[SELECTION start]
Stocks May Slide on Opening

LONDON -- The Dow Jones Industrial Average (INDEX: ^DJI  ) and the S&P 500 (INDEX: ^GSPC  ) may open as much as 0.4% lower this morning, according to futures markets at 7 a.m. EDT.

With no major domestic economic data due today, European developments and U.S. company earnings are likely to be in the spotlight. Concerns over growth were highlighted this morning when the German IFO Index, which measures business confidence, came in lower for the fifth consecutive month, falling from 102.3 to 101.4 in September.

Concerns are also growing that many U.S. companies will begin reporting weaker earnings over the next half-year. No major companies are reporting today, but homebuilder Lennar got the day off to a good start, reporting earnings of $0.40 per share on revenue of $1.1 billion, beating analysts' expectations for EPS of $0.28 on revenue of $1.02 billion. Due to report after the bell tonight are PayChex and Red Hat.
[SELECTION end]
[RECORDED INFORMATION start]
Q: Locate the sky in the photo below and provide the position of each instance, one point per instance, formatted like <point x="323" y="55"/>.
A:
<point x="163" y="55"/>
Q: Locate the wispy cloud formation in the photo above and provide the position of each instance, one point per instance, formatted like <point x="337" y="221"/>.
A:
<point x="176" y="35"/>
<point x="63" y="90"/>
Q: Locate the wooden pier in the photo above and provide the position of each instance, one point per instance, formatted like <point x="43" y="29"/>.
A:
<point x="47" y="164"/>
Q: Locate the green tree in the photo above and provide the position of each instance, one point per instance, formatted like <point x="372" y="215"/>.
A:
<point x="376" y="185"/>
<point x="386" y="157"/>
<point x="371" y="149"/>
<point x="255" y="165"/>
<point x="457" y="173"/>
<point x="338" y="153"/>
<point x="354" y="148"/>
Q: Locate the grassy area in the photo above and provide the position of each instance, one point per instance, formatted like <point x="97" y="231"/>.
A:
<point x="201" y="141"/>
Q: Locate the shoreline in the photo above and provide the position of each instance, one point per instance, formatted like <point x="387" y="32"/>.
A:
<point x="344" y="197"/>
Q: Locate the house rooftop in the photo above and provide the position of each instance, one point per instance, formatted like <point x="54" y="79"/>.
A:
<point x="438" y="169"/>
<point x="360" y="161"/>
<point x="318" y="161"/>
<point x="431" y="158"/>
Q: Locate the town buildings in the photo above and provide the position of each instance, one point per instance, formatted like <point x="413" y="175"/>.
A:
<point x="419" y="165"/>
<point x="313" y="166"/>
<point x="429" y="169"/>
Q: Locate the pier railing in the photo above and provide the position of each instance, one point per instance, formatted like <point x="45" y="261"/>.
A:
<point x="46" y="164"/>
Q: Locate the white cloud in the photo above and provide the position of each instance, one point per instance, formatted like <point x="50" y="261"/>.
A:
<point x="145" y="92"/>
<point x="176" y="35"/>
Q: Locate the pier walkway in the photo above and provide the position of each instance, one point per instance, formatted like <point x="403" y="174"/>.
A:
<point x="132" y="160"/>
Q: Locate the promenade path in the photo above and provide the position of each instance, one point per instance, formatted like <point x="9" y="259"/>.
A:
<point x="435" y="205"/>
[RECORDED INFORMATION end]
## WRITTEN TASKS:
**A.** According to the market report on the expected stock opening, why are European developments and U.S. company earnings likely to draw attention today? Answer in one to three sentences.
**B.** Carry the market report on the expected stock opening forward, beginning after its final sentence.

## RESPONSES PER TASK:
**A.** They are expected to be in the spotlight because no major domestic economic data is due today. Growth concerns in Europe were heightened when the German IFO Index, which measures business confidence, fell for the fifth consecutive month, from 102.3 to 101.4 in September.

**B.**
European markets
European markets fell this morning, thanks to the disappointing German business confidence reading and fears that progress on fixing the eurozone crisis may be stalling. Spanish 10-year bond yields rose to 5.8% as investors continue to question how long beleaguered Prime Minister Mariano Rajoy will resist before requesting a bailout.

At 7 a.m. EDT, the DAX was down 0.7%, the CAC was down 1.2%, the FTSE MIB was down 1.4%, and the IBEX was down 1.5%. In London, the FTSE 100 (INDEX: ^FTSE  ) was down by 0.6%, with miners continuing their rollercoaster ride and giving up recent gains once more. At 7 a.m. EDT, the six biggest losers were all mining shares, led by Evraz and ENRC, both of which were down more than 4%. Heading the other way were defensive favorites GlaxoSmithKline and Centrica: Both stocks were up by around 0.5% at the end of the morning sessions.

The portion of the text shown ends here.